Task input:
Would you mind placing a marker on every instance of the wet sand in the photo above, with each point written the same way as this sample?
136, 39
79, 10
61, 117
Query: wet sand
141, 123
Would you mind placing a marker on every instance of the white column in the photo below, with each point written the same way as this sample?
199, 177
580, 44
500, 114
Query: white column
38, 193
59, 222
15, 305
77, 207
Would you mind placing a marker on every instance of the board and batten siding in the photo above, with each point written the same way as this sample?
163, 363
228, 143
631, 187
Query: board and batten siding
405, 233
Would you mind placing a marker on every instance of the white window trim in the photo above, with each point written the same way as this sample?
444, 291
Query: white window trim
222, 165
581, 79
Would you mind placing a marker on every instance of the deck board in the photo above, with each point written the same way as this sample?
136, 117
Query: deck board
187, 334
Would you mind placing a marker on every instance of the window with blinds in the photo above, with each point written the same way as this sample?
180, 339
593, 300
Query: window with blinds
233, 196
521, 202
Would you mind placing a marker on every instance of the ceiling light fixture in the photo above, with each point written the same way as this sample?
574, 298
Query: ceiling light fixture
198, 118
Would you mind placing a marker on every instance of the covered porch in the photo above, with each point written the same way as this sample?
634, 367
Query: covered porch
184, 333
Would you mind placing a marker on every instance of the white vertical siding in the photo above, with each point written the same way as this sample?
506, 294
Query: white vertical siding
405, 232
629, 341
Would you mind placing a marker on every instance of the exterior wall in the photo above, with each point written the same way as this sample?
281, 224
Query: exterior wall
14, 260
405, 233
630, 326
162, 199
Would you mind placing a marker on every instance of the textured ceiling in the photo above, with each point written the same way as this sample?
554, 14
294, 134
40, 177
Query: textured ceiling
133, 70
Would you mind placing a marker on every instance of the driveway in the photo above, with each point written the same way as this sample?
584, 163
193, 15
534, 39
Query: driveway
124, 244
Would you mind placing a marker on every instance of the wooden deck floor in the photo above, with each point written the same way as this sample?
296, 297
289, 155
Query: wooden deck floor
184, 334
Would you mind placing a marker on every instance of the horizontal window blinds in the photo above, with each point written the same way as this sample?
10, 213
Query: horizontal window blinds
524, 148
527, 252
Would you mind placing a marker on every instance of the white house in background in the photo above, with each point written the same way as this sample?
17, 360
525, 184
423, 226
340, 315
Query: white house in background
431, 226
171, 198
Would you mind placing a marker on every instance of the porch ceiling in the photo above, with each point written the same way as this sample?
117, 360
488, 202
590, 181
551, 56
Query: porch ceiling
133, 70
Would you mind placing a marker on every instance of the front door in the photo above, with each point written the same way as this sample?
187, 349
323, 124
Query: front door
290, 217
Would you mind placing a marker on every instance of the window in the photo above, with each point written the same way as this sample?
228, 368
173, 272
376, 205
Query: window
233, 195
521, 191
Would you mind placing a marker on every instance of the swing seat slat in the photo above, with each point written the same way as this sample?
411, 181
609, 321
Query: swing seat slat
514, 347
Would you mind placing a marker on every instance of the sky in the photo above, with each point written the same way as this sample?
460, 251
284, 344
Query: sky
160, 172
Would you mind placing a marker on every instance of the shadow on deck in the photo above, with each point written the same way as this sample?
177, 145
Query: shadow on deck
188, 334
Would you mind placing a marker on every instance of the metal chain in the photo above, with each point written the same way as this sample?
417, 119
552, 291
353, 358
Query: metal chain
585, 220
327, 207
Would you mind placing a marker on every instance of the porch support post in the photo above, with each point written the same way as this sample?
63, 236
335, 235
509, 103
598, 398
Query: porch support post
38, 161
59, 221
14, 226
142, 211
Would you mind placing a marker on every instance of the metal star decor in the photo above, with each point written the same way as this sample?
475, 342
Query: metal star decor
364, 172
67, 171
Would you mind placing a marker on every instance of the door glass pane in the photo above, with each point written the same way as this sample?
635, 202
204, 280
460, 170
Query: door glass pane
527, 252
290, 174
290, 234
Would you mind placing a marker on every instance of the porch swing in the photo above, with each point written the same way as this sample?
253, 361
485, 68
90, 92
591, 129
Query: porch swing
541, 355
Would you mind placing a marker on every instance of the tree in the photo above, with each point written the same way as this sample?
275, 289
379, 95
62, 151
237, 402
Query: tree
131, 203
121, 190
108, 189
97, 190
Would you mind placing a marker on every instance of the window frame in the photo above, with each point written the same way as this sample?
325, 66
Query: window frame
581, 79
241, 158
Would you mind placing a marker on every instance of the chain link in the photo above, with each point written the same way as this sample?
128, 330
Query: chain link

Directions for this task:
Would you mind copying all of the records exactly?

Answer section:
Would you mind placing a marker on every instance of the wet sand in the photo above, with each point written the same way as this sample?
136, 39
79, 10
61, 117
Query: wet sand
141, 123
Would you mind placing a marker on every instance of the white column in the photo below, with each point written the same way as this sample?
199, 177
580, 44
500, 114
Query: white column
38, 193
59, 222
15, 305
77, 207
Would you mind placing a marker on every instance of the board and batten siding in the photo above, with each point written the same way as this sample?
163, 363
228, 143
631, 187
Query: board and batten siding
405, 233
Would you mind placing a marker on every instance of the white window trim in the photo above, with each point written the same way as this sample?
444, 291
Query: white window trim
222, 165
581, 79
Would you mind placing a marker on every instance of the deck board in the photo above, with each point written the same way as this sample?
136, 117
Query: deck board
187, 334
Would you mind placing a marker on every instance of the window with blinds in the photo above, with each point written the same way as this sample?
180, 339
593, 300
Query: window with blinds
233, 196
521, 202
Would you mind placing a marker on every instance of the ceiling light fixture in the photo above, with each point written the same way as this sample?
574, 298
Query: ceiling light fixture
198, 118
Would you mind placing a marker on every instance of the covered porch in the photo above, with each point written the same way as this sample?
634, 367
Query: covered porch
184, 333
Would you mind placing a marker on every instance of the white vertical siding in the photo above, with each point written the same way as this sample?
506, 294
Query: white vertical siding
405, 232
629, 341
Would you mind placing a marker on every instance of the exterior wall in the photo above, with each point written the same way as this sample?
281, 224
Query: exterior wall
14, 260
405, 233
630, 326
162, 199
Would you mind placing a marker on every instance of the textured ceiling in the photo above, with each point written the same way as this sample?
554, 14
294, 134
40, 177
Query: textured ceiling
133, 70
Would you mind placing a marker on every instance of the driveway in the photo above, with each point written the same way as this sample?
584, 163
193, 15
534, 39
Query: driveway
124, 244
Would you mind placing a marker on every instance of the wooden deck floor in the photo above, with each point written the same way as this sample?
296, 297
289, 155
Query: wooden deck floor
184, 334
Would you mind placing a marker on every instance of the horizontal window blinds in the photo above, with each point written the same way as this sample?
10, 213
Query: horizontal window blinds
524, 148
527, 252
Would you mind placing a marker on every instance of the white house in background in the photo above, with each point written the same way as this sample?
17, 360
525, 184
423, 226
340, 315
Query: white house in background
431, 226
171, 198
Would you mind placing a marker on every instance of the porch ceiling in the photo above, with each point written the same way as this sample?
117, 360
488, 202
590, 181
551, 56
Query: porch ceiling
133, 70
Would you mind placing a marker on every instance of the front door in the photo above, with each point written the same way as this sample?
187, 349
323, 124
Query: front door
290, 217
Would you mind placing a marker on every instance of the window in the photo above, with each point written the same way as this sample?
228, 368
173, 272
376, 205
Query: window
233, 195
521, 191
Would you mind placing a marker on every instance of the swing seat slat in the photo above, with each point written the same way as this sample?
411, 181
609, 321
Query: swing seat slat
514, 347
Would you mind placing a marker on every instance of the sky in the photo above, with each point written the same way as this sample?
460, 251
284, 344
Query: sky
160, 172
Would you mind placing a marker on every instance of the shadow on deck in the photo above, with each point written the same way as this sample?
177, 145
Query: shadow on deck
188, 334
Would you mind placing a marker on every instance of the metal chain in the photo above, with each point written the same way as this sample?
417, 119
552, 291
353, 358
Query: metal chain
585, 220
327, 207
Would you mind placing a marker on every instance of the porch support post in the photo above, with each point written the same way as this sample?
63, 236
335, 235
509, 103
598, 398
Query: porch support post
38, 161
59, 221
14, 226
142, 211
Would you mind placing a marker on every instance of the metal star decor in the photo above, with each point written the same way as this sample?
475, 342
Query: metal star decor
364, 172
67, 171
Would you mind placing a marker on every instance of the door glass pane in the photo above, with each point written the same way as this sample?
635, 202
204, 280
460, 170
Query: door glass pane
527, 252
290, 174
290, 234
Would you mind placing a marker on every instance of the porch swing in the photo above, with each point written the same way as this sample?
253, 361
485, 68
90, 92
591, 129
Query: porch swing
541, 355
Would you mind placing a marker on every instance of the tree in the photo above, with each point written the same way as this sample?
275, 289
379, 95
62, 151
237, 402
Query: tree
131, 203
121, 190
108, 189
97, 190
Would you mind placing a marker on every instance of the window frame in the photo above, with each point written the same way as this sample?
325, 66
Query: window frame
581, 79
241, 158
Would you mind placing a marker on every instance of the chain link in the photo above, with each point written the same way as this sample?
128, 330
Query: chain link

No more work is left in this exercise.